-- START --

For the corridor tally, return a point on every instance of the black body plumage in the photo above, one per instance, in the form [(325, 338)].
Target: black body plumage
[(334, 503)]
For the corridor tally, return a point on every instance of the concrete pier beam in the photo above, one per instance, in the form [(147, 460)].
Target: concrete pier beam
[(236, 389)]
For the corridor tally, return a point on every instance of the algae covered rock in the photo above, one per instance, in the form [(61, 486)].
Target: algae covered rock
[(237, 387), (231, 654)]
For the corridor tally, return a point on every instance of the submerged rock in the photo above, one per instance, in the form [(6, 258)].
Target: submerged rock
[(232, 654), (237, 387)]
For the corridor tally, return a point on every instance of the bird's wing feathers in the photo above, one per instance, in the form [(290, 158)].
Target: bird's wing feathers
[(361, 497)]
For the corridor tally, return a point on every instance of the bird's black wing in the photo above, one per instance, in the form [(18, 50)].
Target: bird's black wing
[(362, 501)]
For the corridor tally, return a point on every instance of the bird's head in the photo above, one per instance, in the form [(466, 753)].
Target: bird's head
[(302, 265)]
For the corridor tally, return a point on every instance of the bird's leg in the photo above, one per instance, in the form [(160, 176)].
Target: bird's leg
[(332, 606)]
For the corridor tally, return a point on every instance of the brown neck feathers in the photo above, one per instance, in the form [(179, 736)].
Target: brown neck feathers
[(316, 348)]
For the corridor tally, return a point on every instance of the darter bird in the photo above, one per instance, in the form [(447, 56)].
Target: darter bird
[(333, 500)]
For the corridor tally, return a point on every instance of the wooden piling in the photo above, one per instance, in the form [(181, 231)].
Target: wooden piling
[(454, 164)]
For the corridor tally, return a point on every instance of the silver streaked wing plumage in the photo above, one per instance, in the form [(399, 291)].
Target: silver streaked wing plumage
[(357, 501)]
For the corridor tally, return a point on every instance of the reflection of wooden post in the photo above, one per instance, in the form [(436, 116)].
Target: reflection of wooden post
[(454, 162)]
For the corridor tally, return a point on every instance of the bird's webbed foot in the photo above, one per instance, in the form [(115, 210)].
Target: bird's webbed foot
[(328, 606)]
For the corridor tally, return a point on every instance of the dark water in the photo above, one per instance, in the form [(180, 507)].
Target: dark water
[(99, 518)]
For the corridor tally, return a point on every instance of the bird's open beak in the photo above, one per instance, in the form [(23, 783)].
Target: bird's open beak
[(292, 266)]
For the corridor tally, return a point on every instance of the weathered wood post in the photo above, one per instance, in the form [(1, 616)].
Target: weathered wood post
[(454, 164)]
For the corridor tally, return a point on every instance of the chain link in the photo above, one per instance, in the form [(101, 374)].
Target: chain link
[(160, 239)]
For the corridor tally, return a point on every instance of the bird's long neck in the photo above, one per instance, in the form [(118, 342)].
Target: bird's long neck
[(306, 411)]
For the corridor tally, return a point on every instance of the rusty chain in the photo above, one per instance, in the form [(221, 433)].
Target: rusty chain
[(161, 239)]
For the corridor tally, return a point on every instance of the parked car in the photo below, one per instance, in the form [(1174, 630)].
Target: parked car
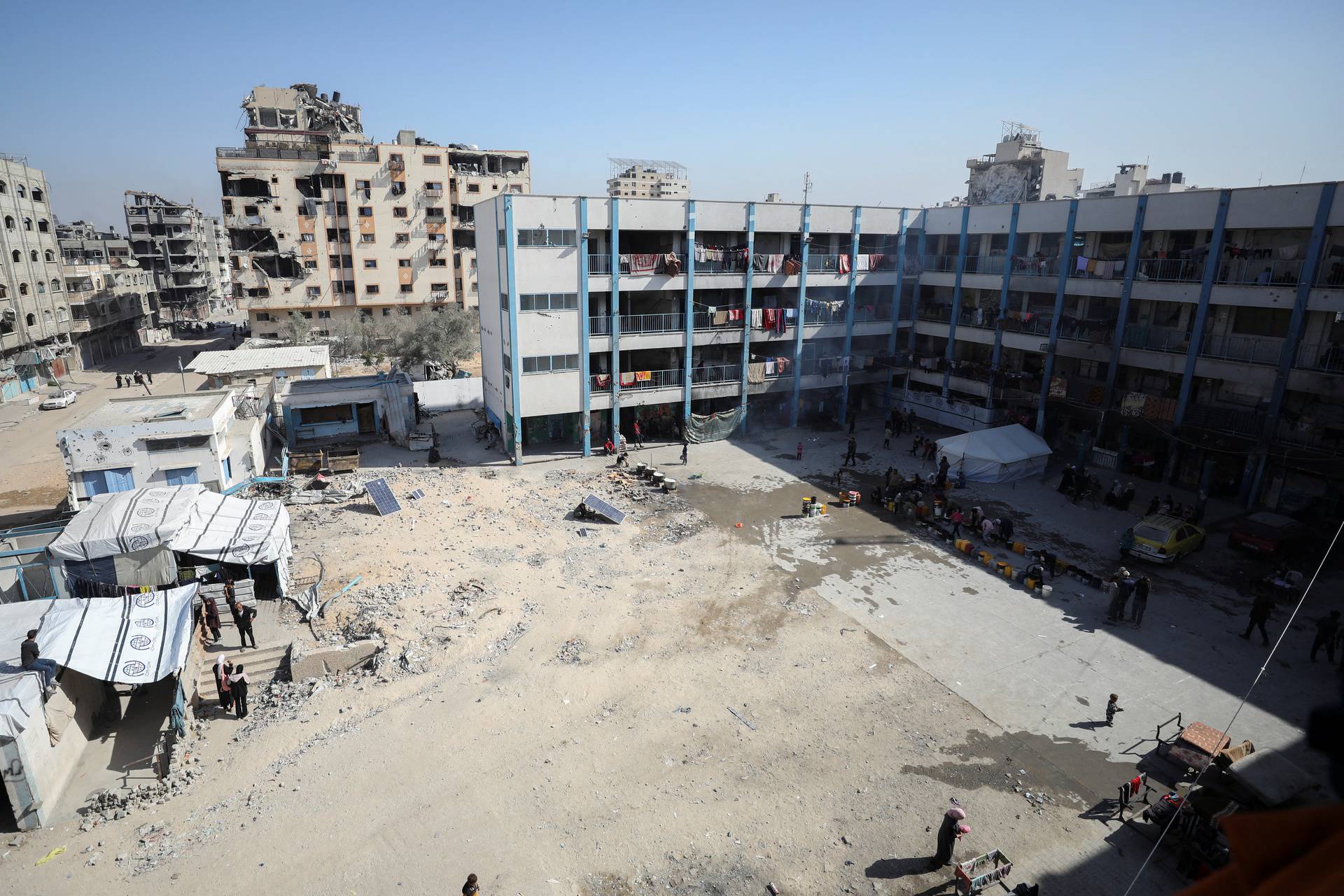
[(1266, 533), (65, 399), (1164, 539)]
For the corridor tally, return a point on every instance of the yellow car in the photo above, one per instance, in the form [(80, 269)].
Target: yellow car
[(1163, 539)]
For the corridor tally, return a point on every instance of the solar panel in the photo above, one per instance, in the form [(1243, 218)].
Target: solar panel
[(382, 496), (604, 510)]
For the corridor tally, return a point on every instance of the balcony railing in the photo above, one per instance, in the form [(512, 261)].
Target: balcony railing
[(1247, 272), (631, 381), (1156, 339), (1171, 270), (1320, 356), (1035, 266), (1249, 349), (638, 324), (713, 374)]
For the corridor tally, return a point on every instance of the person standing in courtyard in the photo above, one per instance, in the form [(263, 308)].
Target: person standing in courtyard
[(1112, 708), (1327, 630), (1142, 590), (31, 659), (1261, 609), (238, 687), (949, 833)]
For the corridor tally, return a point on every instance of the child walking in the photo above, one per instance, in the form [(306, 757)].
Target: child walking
[(1112, 708)]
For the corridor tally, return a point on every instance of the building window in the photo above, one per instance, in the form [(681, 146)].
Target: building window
[(550, 363), (543, 237)]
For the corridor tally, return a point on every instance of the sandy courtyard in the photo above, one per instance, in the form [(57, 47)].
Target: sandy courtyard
[(672, 706)]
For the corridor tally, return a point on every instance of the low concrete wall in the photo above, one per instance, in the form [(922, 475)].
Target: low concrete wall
[(451, 396), (330, 662)]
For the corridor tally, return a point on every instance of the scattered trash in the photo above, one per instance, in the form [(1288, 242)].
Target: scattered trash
[(50, 856)]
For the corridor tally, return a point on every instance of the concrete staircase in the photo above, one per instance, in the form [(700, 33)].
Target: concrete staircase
[(261, 665)]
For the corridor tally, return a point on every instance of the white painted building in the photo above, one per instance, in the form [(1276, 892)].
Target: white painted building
[(214, 438), (1191, 336)]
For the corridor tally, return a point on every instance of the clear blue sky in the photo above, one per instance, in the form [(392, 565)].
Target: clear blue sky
[(882, 102)]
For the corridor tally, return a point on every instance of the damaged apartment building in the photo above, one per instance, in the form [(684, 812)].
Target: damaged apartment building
[(113, 302), (182, 248), (34, 311), (1193, 336), (328, 223)]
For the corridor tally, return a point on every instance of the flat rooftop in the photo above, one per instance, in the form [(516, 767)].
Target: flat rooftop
[(261, 359), (153, 409)]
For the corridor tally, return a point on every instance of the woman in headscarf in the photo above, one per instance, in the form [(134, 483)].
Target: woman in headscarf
[(949, 833), (222, 669)]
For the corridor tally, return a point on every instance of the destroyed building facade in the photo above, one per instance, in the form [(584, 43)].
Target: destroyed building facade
[(113, 301), (1021, 171), (34, 311), (178, 244), (327, 223), (1195, 331)]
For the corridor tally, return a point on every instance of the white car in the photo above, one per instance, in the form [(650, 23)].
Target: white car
[(55, 402)]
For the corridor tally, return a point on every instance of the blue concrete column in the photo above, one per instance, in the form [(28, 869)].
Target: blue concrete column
[(956, 304), (803, 305), (514, 348), (689, 323), (851, 292), (895, 304), (746, 315), (1297, 321), (585, 372), (921, 248), (1066, 255), (1003, 304), (1126, 288), (1206, 289), (616, 321)]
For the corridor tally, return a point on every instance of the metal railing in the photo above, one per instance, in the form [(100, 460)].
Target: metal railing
[(1249, 272), (1327, 358), (656, 379), (1156, 339), (1032, 266), (636, 324), (1249, 349), (1171, 270), (715, 374)]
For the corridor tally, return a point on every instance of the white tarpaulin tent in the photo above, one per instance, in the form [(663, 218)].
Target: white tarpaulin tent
[(186, 519), (1000, 454), (134, 640)]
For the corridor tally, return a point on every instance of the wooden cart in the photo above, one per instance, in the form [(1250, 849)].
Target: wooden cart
[(976, 874)]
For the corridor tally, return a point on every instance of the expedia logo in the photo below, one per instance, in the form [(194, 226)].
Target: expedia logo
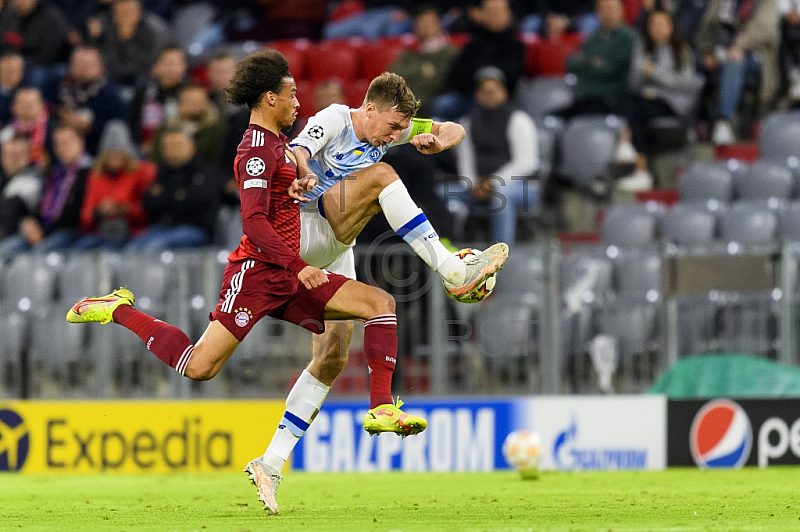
[(721, 435), (14, 441)]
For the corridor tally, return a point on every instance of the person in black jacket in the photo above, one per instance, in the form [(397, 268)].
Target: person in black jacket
[(54, 226), (183, 201), (493, 44), (43, 29)]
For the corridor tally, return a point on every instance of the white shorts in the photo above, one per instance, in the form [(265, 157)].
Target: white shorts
[(318, 245)]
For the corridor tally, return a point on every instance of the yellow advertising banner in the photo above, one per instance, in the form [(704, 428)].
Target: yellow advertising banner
[(134, 436)]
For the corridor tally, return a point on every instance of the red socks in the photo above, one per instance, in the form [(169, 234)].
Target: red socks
[(165, 341), (380, 347)]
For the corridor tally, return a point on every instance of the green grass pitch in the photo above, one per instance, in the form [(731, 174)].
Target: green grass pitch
[(674, 500)]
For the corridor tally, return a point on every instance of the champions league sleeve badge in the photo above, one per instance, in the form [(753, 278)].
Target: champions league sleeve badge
[(316, 132), (255, 166)]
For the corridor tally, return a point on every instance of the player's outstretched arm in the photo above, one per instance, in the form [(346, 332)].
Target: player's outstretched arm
[(306, 180), (443, 136)]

-- END --

● **INSTRUCTIONS TO FOLLOW**: Express the records running from the line containing "form [(290, 158)]." down to the line containing "[(292, 266)]", both included, as a two-column CSV with the columns input and output. Give one row per record, putting its text in input and its answer in output, with each field quoted and line breaks replaced by spaces.

● **OUTPUT BELOW**:
input,output
"For the corridor tally, return a point on every instance of the bird's wing feathers in the photo above, one per instance, in the form [(290, 158)]. Target: bird's wing feathers","[(361, 497)]"
"For the corridor tally, return a point on every instance of the bird's black wing in the photo above, one per instance, in the form [(18, 50)]. Target: bird's black wing","[(362, 501)]"
"For the corridor tally, return a point on every instance of the bird's head in the photo above, one per instance, in the form [(466, 753)]. Target: bird's head","[(302, 265)]"
"For the corridor tally, return a point on every instance of the bird's leg in the photo above, one per instance, in the form [(160, 176)]. Target: bird's leg","[(332, 606)]"
"For the corridor tally, return a point on every instance of the brown neck feathers in the photo above, one per instance, in the form [(179, 736)]. Target: brown neck feathers","[(316, 348)]"
"For the corridor tally, return a point on every instance of the darter bird in the photo above, one per instance, in the form [(447, 56)]. Target: darter bird","[(333, 500)]"
"For the corridor tally, return a point on every instance of the wooden piling in the photo above, one per instance, in the form [(181, 231)]. Target: wooden piling","[(454, 164)]"
"For the corridor tally, return a point on every instance of the silver streaked wing plumage in the photo above, one per instance, in the form [(399, 291)]. Target: silver streaked wing plumage","[(357, 501)]"
"For the corridor tally, return a point on every instance of the reflection of wooden post in the photo above, one per instance, in the form [(436, 116)]. Target: reflection of wooden post","[(454, 162)]"
"For the corridor tally, return a point on every instance of the bird's webbed foot in the photo above, one per instance, in the form [(115, 210)]. Target: bird's webbed foot","[(328, 606)]"
"For the corridor tally, return a point on every instance of the dark water in the photo above, one per instance, in the form [(180, 507)]. Target: dark water","[(99, 518)]"
"For the corridor tally, return a point on every instance of the bird's open beak in the photo above, one per instance, in the form [(23, 783)]. Target: bird's open beak","[(292, 266)]"